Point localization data

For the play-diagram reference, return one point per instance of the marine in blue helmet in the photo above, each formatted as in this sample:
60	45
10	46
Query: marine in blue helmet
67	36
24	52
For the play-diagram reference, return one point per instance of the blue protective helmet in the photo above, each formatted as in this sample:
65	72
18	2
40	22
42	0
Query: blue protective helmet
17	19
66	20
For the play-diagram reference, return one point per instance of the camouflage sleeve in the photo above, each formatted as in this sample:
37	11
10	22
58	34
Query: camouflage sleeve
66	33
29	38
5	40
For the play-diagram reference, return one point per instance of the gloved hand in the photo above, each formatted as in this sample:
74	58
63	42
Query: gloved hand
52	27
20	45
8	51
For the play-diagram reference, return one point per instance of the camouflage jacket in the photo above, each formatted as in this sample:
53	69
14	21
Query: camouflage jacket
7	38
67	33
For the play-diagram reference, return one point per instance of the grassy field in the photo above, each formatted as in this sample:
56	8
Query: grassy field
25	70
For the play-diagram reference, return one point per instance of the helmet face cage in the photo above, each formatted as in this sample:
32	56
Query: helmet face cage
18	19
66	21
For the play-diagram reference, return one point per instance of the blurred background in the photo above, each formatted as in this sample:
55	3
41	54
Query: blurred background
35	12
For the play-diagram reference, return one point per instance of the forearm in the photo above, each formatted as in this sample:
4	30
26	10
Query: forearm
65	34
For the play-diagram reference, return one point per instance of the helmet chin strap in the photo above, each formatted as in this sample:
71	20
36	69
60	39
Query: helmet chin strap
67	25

→ **Assignment**
All lines from the one containing "the helmet face" through the end of the data, and no others, are to be given again word for word.

→ **Solution**
For the play-diagram reference, return one point per instance of the helmet face cage in the photo above, each formatted as in this sample:
32	56
Query: helmet face cage
18	19
66	21
For the play-diagram reference, return one point per instance of the blurred background in the photo above, each formatted as in this sample:
55	3
41	54
Query: blurred background
35	12
For the play-diagram reference, return one point per instance of the forearm in the photo above, each formatted as in this sample:
4	30
26	10
Query: forearm
65	34
For the play-diagram reference, return one point per instance of the helmet chin strap in the photo above, each formatted as in this sample:
71	20
36	69
60	39
Query: helmet chin strap
67	25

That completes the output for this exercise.